Goal of the exercise:
Format the items below as a numbered list, omitting blank lines.

Input material:

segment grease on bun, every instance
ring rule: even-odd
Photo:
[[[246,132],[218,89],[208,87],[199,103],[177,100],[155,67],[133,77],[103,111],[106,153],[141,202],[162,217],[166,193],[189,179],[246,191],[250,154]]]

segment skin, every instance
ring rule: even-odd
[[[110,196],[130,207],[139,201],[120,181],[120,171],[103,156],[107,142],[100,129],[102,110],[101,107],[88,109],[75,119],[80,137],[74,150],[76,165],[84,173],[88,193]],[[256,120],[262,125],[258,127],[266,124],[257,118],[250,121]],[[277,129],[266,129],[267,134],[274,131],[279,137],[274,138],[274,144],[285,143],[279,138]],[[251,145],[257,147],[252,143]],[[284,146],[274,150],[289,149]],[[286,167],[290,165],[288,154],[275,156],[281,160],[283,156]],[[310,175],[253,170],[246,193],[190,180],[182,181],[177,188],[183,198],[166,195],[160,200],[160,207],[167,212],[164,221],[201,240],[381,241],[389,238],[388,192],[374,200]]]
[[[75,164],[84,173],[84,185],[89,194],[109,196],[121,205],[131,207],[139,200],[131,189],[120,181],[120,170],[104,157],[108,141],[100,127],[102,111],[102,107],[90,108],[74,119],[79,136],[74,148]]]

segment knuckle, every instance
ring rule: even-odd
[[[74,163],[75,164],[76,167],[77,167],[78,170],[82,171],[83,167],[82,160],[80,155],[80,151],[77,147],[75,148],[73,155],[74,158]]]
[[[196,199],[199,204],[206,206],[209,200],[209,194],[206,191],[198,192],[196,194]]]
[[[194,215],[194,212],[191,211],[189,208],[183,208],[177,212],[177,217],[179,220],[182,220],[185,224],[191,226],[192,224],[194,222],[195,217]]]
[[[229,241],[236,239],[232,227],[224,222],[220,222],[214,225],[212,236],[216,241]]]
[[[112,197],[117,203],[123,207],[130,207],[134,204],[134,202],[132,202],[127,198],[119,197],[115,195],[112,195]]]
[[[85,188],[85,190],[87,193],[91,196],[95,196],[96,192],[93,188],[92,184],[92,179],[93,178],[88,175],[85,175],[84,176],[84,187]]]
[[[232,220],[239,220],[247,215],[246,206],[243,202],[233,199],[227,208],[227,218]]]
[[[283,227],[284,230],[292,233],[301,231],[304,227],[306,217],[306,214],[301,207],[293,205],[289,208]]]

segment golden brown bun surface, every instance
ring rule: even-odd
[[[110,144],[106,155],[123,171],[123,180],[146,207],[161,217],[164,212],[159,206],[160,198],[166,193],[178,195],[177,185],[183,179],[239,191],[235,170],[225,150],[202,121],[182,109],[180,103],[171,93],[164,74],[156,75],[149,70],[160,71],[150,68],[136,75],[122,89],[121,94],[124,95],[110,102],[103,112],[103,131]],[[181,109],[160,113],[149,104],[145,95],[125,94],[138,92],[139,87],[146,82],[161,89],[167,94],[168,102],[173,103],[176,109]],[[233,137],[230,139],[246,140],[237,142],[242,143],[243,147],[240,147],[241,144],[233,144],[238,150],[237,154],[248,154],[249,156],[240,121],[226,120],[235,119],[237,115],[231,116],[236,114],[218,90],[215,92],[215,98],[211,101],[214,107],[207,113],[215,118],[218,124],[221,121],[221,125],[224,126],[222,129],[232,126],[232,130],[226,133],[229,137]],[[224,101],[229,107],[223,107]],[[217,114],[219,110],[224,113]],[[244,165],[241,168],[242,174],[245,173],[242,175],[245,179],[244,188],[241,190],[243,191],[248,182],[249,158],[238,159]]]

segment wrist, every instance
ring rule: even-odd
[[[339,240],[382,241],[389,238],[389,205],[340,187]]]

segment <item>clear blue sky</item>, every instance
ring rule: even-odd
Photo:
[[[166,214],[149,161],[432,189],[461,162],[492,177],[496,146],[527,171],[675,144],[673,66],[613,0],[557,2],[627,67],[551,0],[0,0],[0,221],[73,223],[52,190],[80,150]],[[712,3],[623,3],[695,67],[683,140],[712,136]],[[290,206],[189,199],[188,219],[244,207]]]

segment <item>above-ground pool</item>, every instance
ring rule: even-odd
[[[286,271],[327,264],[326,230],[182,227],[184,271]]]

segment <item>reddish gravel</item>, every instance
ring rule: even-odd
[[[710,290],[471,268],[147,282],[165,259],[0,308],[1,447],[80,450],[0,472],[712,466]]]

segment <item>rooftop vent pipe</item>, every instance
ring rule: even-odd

Complete output:
1. segment grease on bun, every instance
2. ring rule: even-odd
3. Photo:
4. [[[246,132],[218,89],[208,87],[199,103],[177,100],[155,67],[133,77],[103,111],[106,153],[141,202],[162,217],[166,193],[189,179],[246,191],[250,154]]]
5. segment skin, every instance
6. ring rule: even-odd
7. [[[110,196],[130,207],[139,201],[120,181],[120,171],[103,156],[107,142],[100,129],[102,110],[101,107],[88,109],[75,119],[80,137],[74,150],[76,165],[84,173],[88,193]],[[256,120],[262,125],[258,127],[266,124],[257,118],[250,121]],[[277,129],[266,129],[267,134],[274,131],[279,137],[274,138],[274,144],[285,143],[279,138]],[[251,145],[257,147],[252,143]],[[284,146],[274,150],[289,149]],[[286,167],[290,165],[288,154],[275,156],[281,160],[283,156]],[[310,175],[253,170],[246,193],[190,180],[182,181],[177,188],[183,198],[166,195],[160,200],[160,207],[167,212],[164,221],[201,240],[381,241],[389,238],[388,192],[374,200]]]
8. [[[75,164],[84,173],[84,185],[89,194],[109,196],[121,205],[131,207],[139,200],[131,189],[120,181],[120,170],[104,157],[108,141],[100,127],[102,111],[102,107],[90,108],[74,119],[79,136],[74,148]]]
9. segment knuckle, every instance
10. ring rule: even-odd
11. [[[74,163],[75,164],[76,167],[77,167],[78,170],[82,171],[83,167],[82,160],[80,155],[80,151],[77,147],[75,148],[73,155],[74,158]]]
12. [[[196,199],[199,204],[206,206],[209,200],[209,194],[206,191],[198,192],[196,194]]]
13. [[[194,215],[194,212],[191,211],[189,208],[183,208],[177,212],[177,217],[179,220],[182,220],[185,224],[191,226],[192,224],[194,222],[195,217]]]
14. [[[229,241],[236,239],[232,227],[224,222],[220,222],[214,225],[212,236],[216,241]]]
15. [[[112,197],[117,203],[123,207],[130,207],[134,204],[134,202],[132,202],[127,198],[119,197],[115,195],[112,195]]]
16. [[[85,188],[85,190],[87,193],[91,196],[95,196],[96,192],[93,188],[92,184],[92,179],[93,178],[88,175],[85,175],[84,176],[84,187]]]
17. [[[232,220],[239,220],[247,215],[246,206],[243,202],[233,199],[227,208],[227,218]]]
18. [[[283,227],[284,230],[292,233],[301,231],[304,227],[306,217],[306,214],[301,207],[293,205],[289,208]]]
19. segment golden brown bun surface, every instance
20. ring rule: even-odd
21. [[[110,144],[106,155],[123,171],[123,180],[146,207],[161,217],[164,212],[159,206],[160,198],[166,193],[178,195],[177,185],[183,179],[239,191],[235,170],[225,150],[202,121],[182,109],[180,103],[171,93],[164,74],[156,75],[149,70],[160,71],[150,68],[136,75],[122,89],[121,94],[124,95],[110,102],[103,112],[103,131]],[[181,109],[160,113],[149,104],[145,95],[125,94],[138,92],[139,87],[146,82],[161,89],[167,94],[168,102],[173,103],[176,109]],[[233,137],[230,139],[246,140],[237,142],[242,143],[243,147],[240,147],[241,144],[233,144],[238,150],[237,154],[248,154],[249,156],[240,121],[226,120],[235,119],[237,115],[231,116],[236,114],[218,90],[215,92],[215,98],[211,101],[214,107],[207,113],[215,118],[218,124],[221,121],[221,125],[224,126],[222,129],[232,126],[232,130],[226,133],[229,137]],[[224,101],[229,107],[223,107]],[[217,114],[219,110],[224,113]],[[244,165],[241,168],[242,174],[245,173],[242,175],[245,179],[244,188],[241,190],[243,191],[248,182],[249,158],[238,159]]]
22. segment wrist, every instance
23. ring rule: even-odd
24. [[[339,240],[382,241],[389,238],[389,205],[340,187]]]
25. segment <item>clear blue sky</item>, every instance
26. ring rule: even-odd
27. Photo:
28. [[[166,214],[149,161],[432,189],[461,162],[492,177],[496,146],[527,171],[675,144],[673,66],[613,0],[557,2],[627,67],[551,0],[0,0],[0,221],[73,223],[52,190],[80,150]],[[712,3],[623,3],[695,67],[683,140],[712,136]],[[290,206],[189,199],[188,219],[244,207]]]
29. segment <item>above-ground pool</item>, every instance
30. ring rule: even-odd
31. [[[286,271],[327,264],[326,230],[182,227],[184,271]]]
32. segment <item>reddish gravel</item>, every instance
33. ring rule: even-odd
34. [[[710,290],[471,268],[147,282],[165,259],[0,308],[1,447],[80,450],[0,472],[712,466]]]
35. segment <item>rooftop vent pipe</item>, every instance
36. ring rule: even-odd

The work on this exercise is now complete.